§ **To be done**: Render every line of the records below as a numbered list, omitting the blank lines and the pictures.

§ **Given data**:
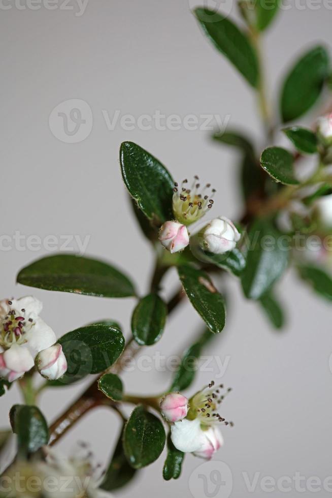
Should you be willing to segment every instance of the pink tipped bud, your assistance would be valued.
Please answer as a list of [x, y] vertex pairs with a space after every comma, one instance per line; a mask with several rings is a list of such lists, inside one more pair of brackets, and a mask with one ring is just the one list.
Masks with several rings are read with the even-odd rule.
[[55, 381], [67, 369], [67, 361], [60, 344], [54, 344], [43, 350], [37, 355], [36, 365], [43, 377]]
[[188, 399], [179, 392], [170, 392], [160, 402], [161, 413], [169, 422], [178, 422], [186, 416]]
[[171, 253], [177, 253], [189, 244], [188, 230], [177, 222], [166, 222], [161, 226], [159, 240]]

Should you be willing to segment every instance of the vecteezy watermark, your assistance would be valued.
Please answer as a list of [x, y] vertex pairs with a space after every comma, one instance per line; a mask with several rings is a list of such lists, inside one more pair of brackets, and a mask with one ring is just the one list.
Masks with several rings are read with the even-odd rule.
[[233, 488], [231, 471], [224, 462], [206, 462], [192, 473], [188, 485], [194, 498], [228, 498]]
[[[217, 129], [222, 133], [230, 118], [230, 114], [223, 116], [215, 114], [188, 114], [184, 116], [166, 114], [159, 109], [151, 114], [135, 116], [118, 109], [112, 112], [104, 109], [101, 109], [99, 115], [110, 132], [116, 128], [125, 131], [149, 131], [153, 129], [158, 131], [211, 131]], [[91, 133], [93, 124], [91, 107], [79, 99], [72, 99], [58, 104], [52, 110], [49, 118], [50, 129], [53, 135], [67, 143], [77, 143], [85, 140]]]
[[5, 252], [15, 250], [18, 251], [45, 251], [54, 252], [66, 251], [85, 254], [91, 235], [45, 235], [42, 237], [37, 235], [27, 235], [16, 230], [12, 234], [0, 235], [0, 251]]
[[71, 11], [77, 17], [85, 12], [89, 0], [0, 0], [0, 10], [46, 10]]

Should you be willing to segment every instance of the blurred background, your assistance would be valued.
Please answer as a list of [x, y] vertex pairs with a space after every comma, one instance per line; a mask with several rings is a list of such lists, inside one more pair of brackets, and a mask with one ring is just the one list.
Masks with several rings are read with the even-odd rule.
[[[4, 0], [0, 6], [0, 202], [1, 233], [6, 236], [0, 251], [1, 296], [33, 294], [44, 303], [42, 318], [58, 336], [93, 320], [111, 318], [121, 324], [128, 337], [135, 302], [15, 285], [21, 267], [51, 254], [47, 236], [54, 236], [53, 250], [80, 251], [107, 260], [124, 269], [141, 293], [148, 289], [152, 253], [136, 224], [121, 180], [118, 154], [122, 141], [147, 149], [178, 181], [198, 174], [202, 182], [211, 182], [217, 190], [213, 214], [235, 220], [241, 216], [239, 158], [213, 142], [207, 126], [216, 128], [219, 120], [223, 126], [246, 129], [259, 150], [264, 144], [257, 102], [245, 80], [201, 33], [191, 12], [200, 4], [193, 0]], [[298, 0], [287, 5], [264, 37], [268, 90], [275, 103], [283, 75], [294, 59], [317, 42], [331, 44], [330, 3]], [[235, 4], [228, 2], [225, 8], [239, 19]], [[72, 112], [74, 108], [79, 112]], [[316, 108], [302, 122], [310, 123], [317, 113]], [[155, 118], [151, 122], [142, 117], [156, 114], [165, 116], [160, 126]], [[166, 118], [174, 114], [181, 123], [177, 127], [169, 121], [165, 126]], [[123, 118], [125, 115], [131, 117]], [[188, 115], [198, 119], [192, 130], [183, 124]], [[205, 115], [217, 117], [207, 123]], [[276, 481], [289, 476], [293, 491], [298, 490], [296, 472], [306, 480], [317, 476], [322, 482], [332, 475], [329, 305], [289, 272], [278, 285], [287, 325], [276, 332], [258, 307], [244, 299], [235, 279], [227, 278], [226, 284], [226, 327], [207, 349], [212, 359], [189, 393], [214, 378], [233, 388], [222, 414], [235, 426], [224, 428], [224, 447], [215, 457], [230, 470], [231, 496], [252, 492], [265, 496], [264, 476]], [[164, 295], [171, 294], [176, 285], [175, 272], [171, 272]], [[167, 389], [172, 372], [156, 369], [155, 358], [180, 353], [201, 325], [188, 303], [179, 307], [161, 340], [144, 350], [151, 361], [136, 362], [132, 371], [124, 374], [127, 390], [150, 394]], [[41, 408], [47, 420], [52, 421], [84, 386], [45, 392]], [[14, 387], [1, 398], [2, 426], [8, 425], [9, 410], [18, 396]], [[69, 452], [76, 441], [84, 441], [104, 463], [119, 427], [115, 414], [98, 409], [58, 446]], [[118, 495], [157, 492], [160, 498], [195, 497], [197, 469], [203, 461], [187, 455], [181, 478], [165, 482], [164, 456], [140, 472]], [[248, 481], [254, 479], [250, 491]], [[301, 482], [305, 485], [306, 480]], [[277, 487], [273, 496], [284, 494]], [[305, 489], [308, 491], [308, 485]], [[322, 485], [318, 491], [329, 495]], [[210, 495], [228, 496], [223, 492]]]

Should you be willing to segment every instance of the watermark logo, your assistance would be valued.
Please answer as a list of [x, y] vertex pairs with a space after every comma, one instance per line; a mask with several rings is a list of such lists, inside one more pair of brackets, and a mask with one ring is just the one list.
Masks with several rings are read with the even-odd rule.
[[228, 498], [233, 487], [230, 469], [218, 460], [198, 465], [189, 479], [189, 489], [194, 498]]
[[78, 143], [89, 136], [93, 121], [89, 104], [80, 99], [71, 99], [54, 107], [50, 114], [49, 125], [54, 136], [61, 142]]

§ **Final result**:
1. Should you be willing to segment every instance of the pink tipped bud, your assistance would be valued.
2. Please answer as a list of [x, y] vertex pairs with a space after every comma, one instance per line; a mask with several rings is a list of such lists, inside one more pair of brackets, and a mask with one ring is just the one list.
3. Masks with several rings are read with the even-odd rule.
4. [[55, 381], [67, 369], [67, 361], [60, 344], [54, 344], [43, 350], [37, 355], [36, 365], [43, 377]]
5. [[188, 399], [179, 392], [170, 392], [160, 402], [161, 413], [169, 422], [178, 422], [186, 416]]
6. [[171, 253], [177, 253], [189, 244], [188, 230], [177, 222], [166, 222], [161, 226], [159, 240]]
7. Should you be willing to segment every instance of the vecteezy watermark, your assistance would be valued.
8. Please answer as a list of [x, y] vertex pairs with a space after every comma, one instance per line; a mask with several rings is a list of such lists, inside one more pair of brackets, and a mask with one ring is just the one list.
9. Masks with several rings are read with the even-odd rule.
10. [[233, 488], [231, 471], [224, 462], [206, 462], [192, 473], [188, 485], [194, 498], [228, 498]]
11. [[[217, 129], [222, 133], [230, 118], [230, 114], [223, 116], [215, 114], [188, 114], [184, 116], [166, 114], [159, 109], [151, 114], [135, 116], [118, 109], [112, 112], [104, 109], [101, 109], [99, 115], [110, 132], [116, 128], [125, 131], [149, 131], [153, 129], [158, 131], [211, 131]], [[91, 133], [93, 124], [91, 107], [79, 99], [72, 99], [58, 104], [52, 110], [49, 118], [50, 129], [53, 135], [67, 143], [77, 143], [85, 140]]]
12. [[5, 252], [15, 250], [18, 251], [45, 251], [54, 252], [66, 251], [85, 254], [91, 235], [45, 235], [42, 237], [37, 235], [27, 235], [16, 230], [12, 234], [0, 235], [0, 251]]
13. [[71, 11], [77, 17], [85, 12], [89, 0], [0, 0], [0, 10], [46, 10]]
14. Should you be willing to segment every instance of the blurred background, your assistance would be valued.
15. Please answer as a list of [x, y] vertex pairs with a space after every comma, one instance per line; a mask with several rings is a list of such lists, inside one more pair of brackets, and a mask with one ring is just the one list.
16. Masks with several rings are read with the even-odd rule.
17. [[[4, 0], [0, 6], [0, 202], [1, 233], [6, 236], [0, 251], [1, 296], [33, 294], [44, 303], [42, 318], [58, 336], [93, 320], [111, 318], [121, 324], [128, 337], [135, 302], [15, 285], [21, 267], [51, 254], [47, 236], [54, 236], [53, 250], [80, 251], [107, 260], [124, 269], [141, 293], [148, 289], [152, 253], [136, 224], [121, 180], [118, 154], [122, 141], [147, 149], [178, 181], [198, 174], [202, 182], [211, 182], [217, 190], [213, 214], [235, 220], [241, 216], [239, 158], [213, 142], [207, 126], [216, 128], [219, 120], [223, 126], [246, 129], [259, 150], [264, 144], [257, 102], [245, 80], [201, 33], [191, 12], [200, 4], [193, 0]], [[298, 0], [287, 5], [264, 37], [268, 90], [275, 103], [283, 75], [294, 59], [317, 42], [331, 44], [330, 3]], [[235, 4], [228, 2], [225, 8], [239, 19]], [[72, 112], [74, 108], [79, 112]], [[316, 108], [302, 122], [310, 123], [317, 113]], [[155, 118], [151, 122], [142, 117], [156, 114], [165, 116], [160, 126]], [[166, 118], [174, 114], [181, 123], [177, 127], [169, 121], [165, 126]], [[123, 118], [125, 115], [131, 117]], [[188, 115], [198, 119], [192, 130], [183, 124]], [[205, 115], [217, 117], [207, 123]], [[276, 481], [289, 476], [293, 491], [298, 490], [296, 472], [306, 480], [317, 476], [322, 482], [332, 475], [329, 305], [289, 272], [278, 285], [287, 325], [276, 332], [258, 307], [244, 299], [235, 279], [227, 278], [226, 284], [226, 327], [207, 349], [212, 359], [189, 393], [214, 378], [233, 388], [222, 414], [235, 426], [224, 428], [224, 447], [215, 457], [230, 470], [231, 496], [252, 492], [265, 496], [264, 476]], [[164, 295], [171, 294], [176, 285], [175, 272], [171, 272]], [[167, 389], [172, 372], [156, 369], [155, 358], [180, 353], [201, 325], [188, 303], [179, 307], [161, 340], [144, 350], [151, 361], [136, 362], [132, 371], [124, 374], [127, 390], [150, 394]], [[41, 408], [47, 420], [52, 421], [84, 386], [45, 392]], [[14, 387], [1, 398], [2, 426], [8, 425], [9, 410], [18, 396]], [[69, 452], [76, 441], [84, 441], [104, 463], [119, 427], [115, 414], [98, 409], [58, 446]], [[118, 495], [157, 492], [160, 498], [195, 497], [197, 469], [203, 461], [187, 455], [181, 478], [165, 482], [164, 456], [140, 472]], [[248, 481], [254, 479], [250, 491]], [[301, 482], [305, 485], [306, 480]], [[277, 487], [273, 496], [284, 494]], [[305, 489], [308, 491], [308, 485]], [[322, 485], [318, 491], [329, 495]], [[210, 495], [228, 496], [223, 492]]]
18. Should you be willing to segment every instance of the watermark logo, your assistance would be valued.
19. Please answer as a list of [x, y] vertex pairs with a space after every comma, one instance per line; a mask with several rings is a list of such lists, inside one more pair of brackets, and a mask with one ring is just the one list.
20. Masks with several rings are read with the even-odd rule.
21. [[228, 498], [233, 487], [230, 469], [218, 460], [198, 465], [189, 479], [189, 489], [194, 498]]
22. [[78, 143], [89, 136], [93, 121], [89, 104], [80, 99], [71, 99], [54, 107], [50, 114], [49, 125], [54, 136], [61, 142]]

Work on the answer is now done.